**Text to read:**
* * * * * * *

Live album by Various artists
- Recorded: March 27, 1965 at Carnegie Hall
- Genre: Jazz
- Length: 73:06
- Label: Limelight Records

= Charlie Parker 10th Memorial Concert =

The Charlie Parker 10th Memorial Concert was recorded March 27, 1965, 10 years after the death of Charlie Parker, at Carnegie Hall in New York City. Its A&R director was Bobby Scott and it was released on Limelight Records the same year. It has yet to be reissued on CD.

It also marks Dave Lambert's final recordings.

Bud Powell played "'Round Midnight" at the concert, but this track was released separately on the album Ups'n Downs.

==Track listing==
===Side 1===
1. "Um-Hmm! (Ode to Yard)" (7:00)
- Dizzy Gillespie
- James Moody
- Kenny Barron
- Chris White
- Rudy Collins
2. "Groovin' High" (5:50)
Same personnel except Moody play alto sax
3. "Now's the Time" (13:16)

* * * * * * *

**Written instruction 1:** Copy the concert article word for word, from "The Charlie Parker" to "Lambert's final recordings.".
**Written instruction 2:** Summarize the concert article in two sentences.

**Information shown:**
* * * * * * *

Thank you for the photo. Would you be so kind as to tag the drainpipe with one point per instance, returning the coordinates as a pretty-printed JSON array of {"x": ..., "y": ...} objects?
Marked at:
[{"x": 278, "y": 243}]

* * * * * * *

**Written solution 1:**
The Charlie Parker 10th Memorial Concert was recorded March 27, 1965, 10 years after the death of Charlie Parker, at Carnegie Hall in New York City. Its A&R director was Bobby Scott and it was released on Limelight Records the same year. It has yet to be reissued on CD.

It also marks Dave Lambert's final recordings.

**Written solution 2:** The Charlie Parker 10th Memorial Concert was recorded at Carnegie Hall in New York City on March 27, 1965, 10 years after Charlie Parker's death, and Limelight Records released it the same year with Bobby Scott as A&R director. It holds Dave Lambert's final recordings and has yet to be reissued on CD.